-- Begin Page extract --

I don't think there is any division of a common language here; the OED defines decimate principally as meaning to destroy a large proportion of and relegates the one in ten sense virtually to a footnote. The Online Etymological Dictionary, however, states that it _was_ used in English in the "tenth" sense: to mean the same as _tithe._ If that is true then I can't accept that this sense is "alien" to English, and not on these grounds alone: some speakers are clearly still using it in this sense today. The change in meaning is quite old, however: the same source states that this happened in the 17th c.


----------



## Loob

MM, the online version of the OED has "destroy a large proportion of" as meaning 4b:

*1.* To exact a tenth or a tithe from; to tax to the amount of one-tenth. _Obs._
*2.* To divide into tenths, divide decimally. _Obs._ 
*3.* _Milit._ To select by lot and put to death one in every ten of (a body of soldiers guilty of mutiny or other crime): a practice in the ancient Roman army, sometimes followed in later times. 
*4.* _transf._ *a.* To kill, destroy, or remove one in every ten of. *b.* _rhetorically_ or _loosely_. To destroy or remove a large proportion of; to subject to severe loss, slaughter, or mortality. 

Maybe I was over-hasty in detecting a transatlantic difference, based on mplsray's comments. I still think I'll avoid the word


----------



## Janey UK

mplsray said:


> To summarize, it is not simply a matter of this sense of _decimate_ being nonstandard. I stand by what I said in my previous post--_decimate_ in the "kill-one-in-ten" sense is alien to English.


 
I fundamentally disagree that the use of decimate in its original meaning as killing one-in-ten is *alien* to English, although I do agree with all of the above posters that to _most_ people the original meaning has been lost, and the word is _generally_ understood to mean "to kill a large proportion."

Personally, I would only ever use this word if I was talking specifically about killing one-in-ten. Maybe that makes me pedantic, but it doesn't mean I'm alienated from my fellow countrymen! I've definitely used it in everyday conversation, and have heard other classically educated people use it in the correct way.


----------



## nzfauna

This is a funny word, here are my thoughts on it.

I prefer not to use it because of the _two completely different senses it can convey_. I would certainly avoid it in formal documents, or on occasions where the meaning could be ambiguous (and let's face it, it usually is ambiguous).

-- End Page extract --
-- Begin Information supplied --

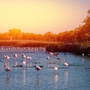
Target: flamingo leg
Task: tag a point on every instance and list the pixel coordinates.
(38, 73)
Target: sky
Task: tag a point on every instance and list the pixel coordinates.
(41, 16)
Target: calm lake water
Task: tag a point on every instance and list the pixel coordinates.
(76, 77)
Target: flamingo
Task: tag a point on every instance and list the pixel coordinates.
(48, 58)
(6, 60)
(65, 64)
(28, 61)
(38, 69)
(15, 55)
(7, 69)
(55, 69)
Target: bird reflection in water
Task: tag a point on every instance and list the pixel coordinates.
(7, 81)
(55, 80)
(37, 84)
(65, 79)
(24, 76)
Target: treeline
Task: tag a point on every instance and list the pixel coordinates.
(80, 34)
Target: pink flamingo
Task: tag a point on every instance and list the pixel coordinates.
(48, 58)
(6, 60)
(15, 55)
(7, 69)
(55, 69)
(38, 69)
(65, 64)
(28, 61)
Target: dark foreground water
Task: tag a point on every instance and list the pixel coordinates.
(76, 77)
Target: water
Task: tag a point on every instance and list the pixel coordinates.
(76, 77)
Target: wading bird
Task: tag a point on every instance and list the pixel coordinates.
(38, 69)
(65, 64)
(7, 69)
(55, 69)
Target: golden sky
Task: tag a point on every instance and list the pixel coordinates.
(41, 16)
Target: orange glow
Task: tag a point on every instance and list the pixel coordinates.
(38, 16)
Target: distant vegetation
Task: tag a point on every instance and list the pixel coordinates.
(79, 39)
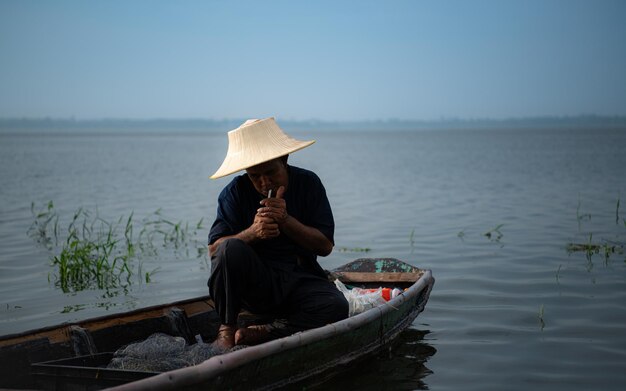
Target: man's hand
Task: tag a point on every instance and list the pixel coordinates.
(264, 228)
(274, 208)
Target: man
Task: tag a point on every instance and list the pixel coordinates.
(272, 222)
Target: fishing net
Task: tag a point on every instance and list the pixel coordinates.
(160, 353)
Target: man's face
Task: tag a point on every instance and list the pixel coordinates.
(269, 175)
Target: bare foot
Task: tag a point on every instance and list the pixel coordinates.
(225, 338)
(252, 335)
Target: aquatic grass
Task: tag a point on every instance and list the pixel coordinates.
(494, 234)
(579, 216)
(96, 254)
(606, 248)
(39, 229)
(617, 212)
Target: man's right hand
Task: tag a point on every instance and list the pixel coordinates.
(264, 228)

-- End Information supplied --

Instructions »
A: Rewrite the listing from the line containing "Target: fishing net" through the end of the listing, changing "aquatic grass" to "marsh grass" and leaving everything else as it is.
B: Extend the thread about the word "decimate" from the point where it ends.

Answers for this exercise »
A:
Target: fishing net
Task: tag a point on every instance and list the pixel coordinates.
(160, 353)
Target: man's face
Task: tag a point on every instance and list the pixel coordinates.
(269, 175)
Target: bare foot
Task: tag a point on every instance and list the pixel coordinates.
(225, 338)
(252, 335)
Target: marsh grass
Task: tag a point on every instance and list the pixel coordinates.
(494, 234)
(579, 216)
(96, 254)
(606, 248)
(39, 229)
(617, 212)
Target: man's right hand
Task: tag a point on every instance and list the pixel coordinates.
(264, 228)

B:
To be honest, even if we all used it correctly to mean "destroy one tenth of" (or perhaps loosely as "destroy a small proportion of"), *it's still not a very useful word, is it?*


----------



## mplsray

Janey UK said:


> I fundamentally disagree that the use of decimate in its original meaning as killing one-in-ten is *alien* to English, although I do agree with all of the above posters that to _most_ people the original meaning has been lost, and the word is _generally_ understood to mean "to kill a large proportion."
> 
> Personally, I would only ever use this word if I was talking specifically about killing one-in-ten. Maybe that makes me pedantic, but it doesn't mean I'm alienated from my fellow countrymen! I've definitely used it in everyday conversation, and have heard other classically educated people use it in the correct way.


 
The OED and The Century Dictionary show the tithing meaning as the original meaning in English (while Webster's Third shows the "kill-one-in-ten" sense as being oldest). I was aware of that meaning before the current thread, having been involved in discussions of this word before, but it did not seem to be relevant to the usage dispute, which invariably centers around a question of death or destruction.

While consulting the Century just now, however, I came up with an interesting connection. While the Century (an American dictionary from 1895) shows the tithing sense as being obsolete at that time, it does not similarly mark the "kill-one-in-ten" sense. And in a surprise to me, it gives a quote which ties the "kill-one-in-ten" sense and the word "tithe" together, and also seems to be an example of the "running text" use of that meaning of _decimate._



> God sometimes _decimates_ or tithes delinquent persons, and they die for a common crime, according as God hath cast their lot in the decrees of predestination.
> _Jer. Taylor,_ Works (ed. 1835), i. 280.


 
Despite this one example, can you point us to any other use of this sense of _decimate_ (with, I stress, the meaning "to kill or destroy one in ten") in edited running text--not involved, that is, in a discussion of the word itself? (As of now, I continue to consider it to be alien to English.)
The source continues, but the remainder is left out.